• _Records to use_
####################
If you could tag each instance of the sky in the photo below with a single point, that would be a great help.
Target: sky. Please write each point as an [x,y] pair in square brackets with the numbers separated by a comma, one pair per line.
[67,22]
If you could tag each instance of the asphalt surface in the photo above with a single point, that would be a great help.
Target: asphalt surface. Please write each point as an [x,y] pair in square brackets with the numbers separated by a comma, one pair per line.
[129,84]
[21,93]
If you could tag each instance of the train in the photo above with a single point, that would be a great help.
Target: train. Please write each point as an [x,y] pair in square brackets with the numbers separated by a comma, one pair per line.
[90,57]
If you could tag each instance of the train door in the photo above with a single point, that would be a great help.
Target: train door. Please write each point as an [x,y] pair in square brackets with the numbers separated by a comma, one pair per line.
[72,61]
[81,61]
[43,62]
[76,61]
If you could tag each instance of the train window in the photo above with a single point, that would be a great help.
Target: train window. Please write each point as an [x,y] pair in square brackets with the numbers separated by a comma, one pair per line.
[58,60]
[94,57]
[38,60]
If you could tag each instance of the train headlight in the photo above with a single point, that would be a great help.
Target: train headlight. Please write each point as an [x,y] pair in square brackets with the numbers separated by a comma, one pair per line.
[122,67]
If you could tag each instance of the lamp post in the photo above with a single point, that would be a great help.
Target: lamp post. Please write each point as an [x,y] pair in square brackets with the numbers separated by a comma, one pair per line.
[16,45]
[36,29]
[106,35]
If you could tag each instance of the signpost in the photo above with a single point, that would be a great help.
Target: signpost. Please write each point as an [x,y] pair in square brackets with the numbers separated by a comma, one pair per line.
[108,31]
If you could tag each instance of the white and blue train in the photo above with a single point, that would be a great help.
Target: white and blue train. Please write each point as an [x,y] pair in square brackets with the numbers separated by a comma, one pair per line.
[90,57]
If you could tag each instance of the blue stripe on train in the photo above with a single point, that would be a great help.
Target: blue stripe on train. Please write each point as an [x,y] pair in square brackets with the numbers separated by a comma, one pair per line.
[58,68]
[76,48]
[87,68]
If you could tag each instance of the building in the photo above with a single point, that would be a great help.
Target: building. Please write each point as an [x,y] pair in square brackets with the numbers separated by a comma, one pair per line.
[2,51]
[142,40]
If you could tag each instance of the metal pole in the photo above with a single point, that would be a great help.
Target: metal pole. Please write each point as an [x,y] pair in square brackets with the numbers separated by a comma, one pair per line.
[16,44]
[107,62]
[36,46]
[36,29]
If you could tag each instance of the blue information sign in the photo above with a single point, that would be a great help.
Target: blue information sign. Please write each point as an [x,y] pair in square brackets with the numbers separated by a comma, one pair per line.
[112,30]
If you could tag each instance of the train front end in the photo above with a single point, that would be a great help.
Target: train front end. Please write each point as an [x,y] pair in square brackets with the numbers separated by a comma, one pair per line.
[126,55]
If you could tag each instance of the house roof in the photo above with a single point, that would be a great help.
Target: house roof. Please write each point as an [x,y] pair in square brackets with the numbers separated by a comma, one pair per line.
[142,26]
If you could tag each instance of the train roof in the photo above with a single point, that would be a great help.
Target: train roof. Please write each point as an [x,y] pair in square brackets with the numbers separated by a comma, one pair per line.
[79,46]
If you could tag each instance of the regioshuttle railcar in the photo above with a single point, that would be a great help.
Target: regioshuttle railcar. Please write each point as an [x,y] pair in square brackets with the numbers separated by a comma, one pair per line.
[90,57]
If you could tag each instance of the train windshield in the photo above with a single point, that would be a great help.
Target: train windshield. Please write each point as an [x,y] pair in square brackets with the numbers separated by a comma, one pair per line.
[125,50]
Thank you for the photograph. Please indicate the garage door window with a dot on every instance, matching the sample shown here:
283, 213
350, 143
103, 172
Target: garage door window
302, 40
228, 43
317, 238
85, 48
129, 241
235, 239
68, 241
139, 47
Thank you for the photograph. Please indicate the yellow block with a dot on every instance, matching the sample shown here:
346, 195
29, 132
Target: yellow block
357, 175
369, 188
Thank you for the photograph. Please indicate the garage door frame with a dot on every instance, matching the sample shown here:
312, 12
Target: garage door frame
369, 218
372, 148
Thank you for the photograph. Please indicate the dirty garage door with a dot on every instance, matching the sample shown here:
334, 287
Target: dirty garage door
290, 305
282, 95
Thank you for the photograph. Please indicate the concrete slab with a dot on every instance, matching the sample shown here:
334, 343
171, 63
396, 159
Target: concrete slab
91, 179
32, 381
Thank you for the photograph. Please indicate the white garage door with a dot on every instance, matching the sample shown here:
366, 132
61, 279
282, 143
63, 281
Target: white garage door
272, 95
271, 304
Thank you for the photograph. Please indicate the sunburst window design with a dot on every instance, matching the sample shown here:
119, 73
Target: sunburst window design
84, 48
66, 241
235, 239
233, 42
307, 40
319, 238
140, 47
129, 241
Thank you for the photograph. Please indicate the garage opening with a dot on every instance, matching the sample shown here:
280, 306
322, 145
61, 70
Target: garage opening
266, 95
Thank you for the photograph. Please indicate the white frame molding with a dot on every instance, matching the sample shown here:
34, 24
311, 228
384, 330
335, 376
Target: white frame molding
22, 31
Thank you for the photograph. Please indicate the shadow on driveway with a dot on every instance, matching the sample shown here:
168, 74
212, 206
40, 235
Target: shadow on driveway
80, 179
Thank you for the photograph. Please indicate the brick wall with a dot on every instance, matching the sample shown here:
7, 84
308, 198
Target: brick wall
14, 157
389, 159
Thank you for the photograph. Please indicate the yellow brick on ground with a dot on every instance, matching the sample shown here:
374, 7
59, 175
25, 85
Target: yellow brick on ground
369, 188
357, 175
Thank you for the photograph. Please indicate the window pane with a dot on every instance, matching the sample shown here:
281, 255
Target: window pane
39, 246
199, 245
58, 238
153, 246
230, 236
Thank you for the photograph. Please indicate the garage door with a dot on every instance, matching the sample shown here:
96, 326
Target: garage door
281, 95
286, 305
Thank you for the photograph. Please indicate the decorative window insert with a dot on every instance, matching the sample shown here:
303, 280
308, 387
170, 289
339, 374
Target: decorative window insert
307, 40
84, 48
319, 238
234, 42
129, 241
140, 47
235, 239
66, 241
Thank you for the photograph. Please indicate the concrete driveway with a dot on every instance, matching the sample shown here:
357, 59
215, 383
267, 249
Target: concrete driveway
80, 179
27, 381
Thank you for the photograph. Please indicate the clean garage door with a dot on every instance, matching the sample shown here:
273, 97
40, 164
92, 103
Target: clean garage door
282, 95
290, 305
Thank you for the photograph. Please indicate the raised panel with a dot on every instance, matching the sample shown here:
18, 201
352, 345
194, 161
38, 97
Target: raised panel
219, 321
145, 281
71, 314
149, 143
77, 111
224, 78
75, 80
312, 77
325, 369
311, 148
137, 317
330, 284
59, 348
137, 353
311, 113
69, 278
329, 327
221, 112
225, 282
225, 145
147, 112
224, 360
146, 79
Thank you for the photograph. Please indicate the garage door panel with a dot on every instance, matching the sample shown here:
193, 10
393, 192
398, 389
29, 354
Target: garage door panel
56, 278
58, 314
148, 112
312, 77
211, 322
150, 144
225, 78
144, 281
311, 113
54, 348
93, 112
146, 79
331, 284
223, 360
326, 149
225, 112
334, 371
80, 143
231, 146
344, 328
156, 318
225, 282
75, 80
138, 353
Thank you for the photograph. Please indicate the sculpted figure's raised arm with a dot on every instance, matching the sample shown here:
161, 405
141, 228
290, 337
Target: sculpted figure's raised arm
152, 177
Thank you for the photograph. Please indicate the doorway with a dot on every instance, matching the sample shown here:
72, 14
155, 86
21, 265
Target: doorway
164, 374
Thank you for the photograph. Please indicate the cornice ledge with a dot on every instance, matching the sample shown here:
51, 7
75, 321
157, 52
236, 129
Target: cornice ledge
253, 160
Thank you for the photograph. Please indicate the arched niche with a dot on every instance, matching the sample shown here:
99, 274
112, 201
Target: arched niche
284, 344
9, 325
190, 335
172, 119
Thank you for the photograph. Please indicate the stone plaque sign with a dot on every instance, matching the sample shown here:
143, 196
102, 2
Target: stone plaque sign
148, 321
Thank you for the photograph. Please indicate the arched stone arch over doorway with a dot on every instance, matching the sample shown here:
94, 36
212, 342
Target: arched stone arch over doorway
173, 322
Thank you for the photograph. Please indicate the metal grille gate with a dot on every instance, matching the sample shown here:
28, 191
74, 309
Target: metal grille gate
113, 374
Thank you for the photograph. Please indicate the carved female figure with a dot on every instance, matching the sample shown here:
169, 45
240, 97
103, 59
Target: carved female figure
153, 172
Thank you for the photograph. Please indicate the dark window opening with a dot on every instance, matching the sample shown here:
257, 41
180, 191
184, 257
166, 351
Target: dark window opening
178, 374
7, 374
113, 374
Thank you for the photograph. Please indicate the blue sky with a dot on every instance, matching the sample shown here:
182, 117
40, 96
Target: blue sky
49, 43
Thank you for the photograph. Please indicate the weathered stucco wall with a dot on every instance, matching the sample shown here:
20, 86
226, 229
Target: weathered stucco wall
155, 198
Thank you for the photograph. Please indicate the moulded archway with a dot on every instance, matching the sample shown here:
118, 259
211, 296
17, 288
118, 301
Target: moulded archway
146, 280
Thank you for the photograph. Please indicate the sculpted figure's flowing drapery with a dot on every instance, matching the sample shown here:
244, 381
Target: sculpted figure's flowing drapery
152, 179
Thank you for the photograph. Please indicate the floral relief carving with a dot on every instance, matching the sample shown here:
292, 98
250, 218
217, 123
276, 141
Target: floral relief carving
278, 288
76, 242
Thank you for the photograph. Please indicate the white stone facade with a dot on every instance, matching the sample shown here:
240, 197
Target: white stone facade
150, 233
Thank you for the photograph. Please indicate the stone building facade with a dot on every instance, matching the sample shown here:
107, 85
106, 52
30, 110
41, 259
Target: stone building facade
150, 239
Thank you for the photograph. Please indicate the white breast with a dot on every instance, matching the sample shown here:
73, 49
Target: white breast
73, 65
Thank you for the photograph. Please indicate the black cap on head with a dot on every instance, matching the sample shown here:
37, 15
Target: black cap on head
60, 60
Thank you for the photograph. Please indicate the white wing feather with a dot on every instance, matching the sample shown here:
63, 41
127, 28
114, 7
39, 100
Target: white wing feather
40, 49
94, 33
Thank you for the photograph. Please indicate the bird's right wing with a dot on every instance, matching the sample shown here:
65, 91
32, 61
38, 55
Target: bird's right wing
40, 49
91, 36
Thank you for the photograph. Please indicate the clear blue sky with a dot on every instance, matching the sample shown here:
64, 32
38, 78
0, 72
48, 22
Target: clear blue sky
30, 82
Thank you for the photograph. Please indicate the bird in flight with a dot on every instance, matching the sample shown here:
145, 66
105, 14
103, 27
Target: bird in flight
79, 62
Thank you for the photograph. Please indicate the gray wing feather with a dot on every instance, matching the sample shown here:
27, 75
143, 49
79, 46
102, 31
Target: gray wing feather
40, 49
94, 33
####################
• _Requirement_
Only an exact copy of the lines from the beginning of the listing through the line with "If you could tag each instance of the asphalt", both included, belongs in the answer.

• _Output_
If you could tag each instance of the sky in the photo below with a single point, that would be a great help.
Target: sky. Please write each point as an [x,y] pair in square brackets with the numbers separated by a comma, one pair per line.
[67,22]
If you could tag each instance of the asphalt surface in the photo above with a single point, that would be a great help.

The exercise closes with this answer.